The problem: Please repeat the rows below word for word, starting with the line that contains "One pin per instance of the metal wall" and going on through the last row, with both ends included.

--- START OF Extracted entries ---

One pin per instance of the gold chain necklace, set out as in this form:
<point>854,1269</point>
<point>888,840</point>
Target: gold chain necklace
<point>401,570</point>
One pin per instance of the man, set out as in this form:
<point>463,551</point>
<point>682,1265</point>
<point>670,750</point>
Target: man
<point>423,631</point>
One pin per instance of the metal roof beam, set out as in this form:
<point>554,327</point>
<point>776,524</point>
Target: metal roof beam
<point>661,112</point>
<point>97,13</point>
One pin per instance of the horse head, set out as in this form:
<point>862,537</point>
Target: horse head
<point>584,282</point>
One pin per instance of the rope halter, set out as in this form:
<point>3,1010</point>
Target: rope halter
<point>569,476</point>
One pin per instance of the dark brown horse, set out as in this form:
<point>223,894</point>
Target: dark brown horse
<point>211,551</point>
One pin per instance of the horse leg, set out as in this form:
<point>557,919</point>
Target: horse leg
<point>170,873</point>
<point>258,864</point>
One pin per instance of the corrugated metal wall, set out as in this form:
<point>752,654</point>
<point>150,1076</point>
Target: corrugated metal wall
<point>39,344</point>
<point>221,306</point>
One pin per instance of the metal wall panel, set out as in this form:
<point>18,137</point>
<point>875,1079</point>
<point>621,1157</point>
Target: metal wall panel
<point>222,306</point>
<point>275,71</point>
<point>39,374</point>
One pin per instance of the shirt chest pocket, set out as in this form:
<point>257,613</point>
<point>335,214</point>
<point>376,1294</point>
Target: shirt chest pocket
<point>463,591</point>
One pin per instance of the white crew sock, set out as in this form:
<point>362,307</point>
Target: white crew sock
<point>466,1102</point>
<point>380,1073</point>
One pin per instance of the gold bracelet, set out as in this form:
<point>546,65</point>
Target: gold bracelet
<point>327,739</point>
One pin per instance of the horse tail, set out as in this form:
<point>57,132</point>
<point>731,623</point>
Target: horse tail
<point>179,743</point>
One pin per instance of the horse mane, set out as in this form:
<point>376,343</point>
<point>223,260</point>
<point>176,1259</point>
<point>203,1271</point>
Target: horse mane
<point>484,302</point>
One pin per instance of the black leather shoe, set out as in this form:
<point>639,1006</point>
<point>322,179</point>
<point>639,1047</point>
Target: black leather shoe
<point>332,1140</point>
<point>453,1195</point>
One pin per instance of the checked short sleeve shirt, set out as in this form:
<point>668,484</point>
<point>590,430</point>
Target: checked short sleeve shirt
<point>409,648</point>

--- END OF Extracted entries ---

Solution for this exercise:
One pin per instance of the metal wall panel, set out as in this form:
<point>18,137</point>
<point>875,1079</point>
<point>621,1157</point>
Target: metal wall panel
<point>222,306</point>
<point>275,71</point>
<point>39,374</point>
One pin per instance of the shirt chest pocket, set out as in this form:
<point>257,613</point>
<point>335,214</point>
<point>376,1294</point>
Target: shirt chest pocket
<point>463,591</point>
One pin per instance of the white crew sock, set out as in this form:
<point>362,307</point>
Target: white crew sock
<point>466,1102</point>
<point>380,1073</point>
One pin per instance of the gold bracelet, set out as in this form:
<point>546,65</point>
Target: gold bracelet
<point>327,739</point>
One pin per instance of the horse tail, set out as in this form:
<point>57,132</point>
<point>731,623</point>
Target: horse tail
<point>179,743</point>
One pin per instance of the horse mane, set out as in this form:
<point>376,343</point>
<point>223,260</point>
<point>176,1259</point>
<point>203,1271</point>
Target: horse mane
<point>484,302</point>
One pin per instance of the black leather shoe, set out as in this form:
<point>639,1006</point>
<point>322,179</point>
<point>639,1047</point>
Target: black leather shoe
<point>332,1140</point>
<point>453,1195</point>
One pin per instance of the checked short sleeve shirt, set out as in this form:
<point>668,484</point>
<point>590,430</point>
Target: checked short sleeve shirt
<point>409,648</point>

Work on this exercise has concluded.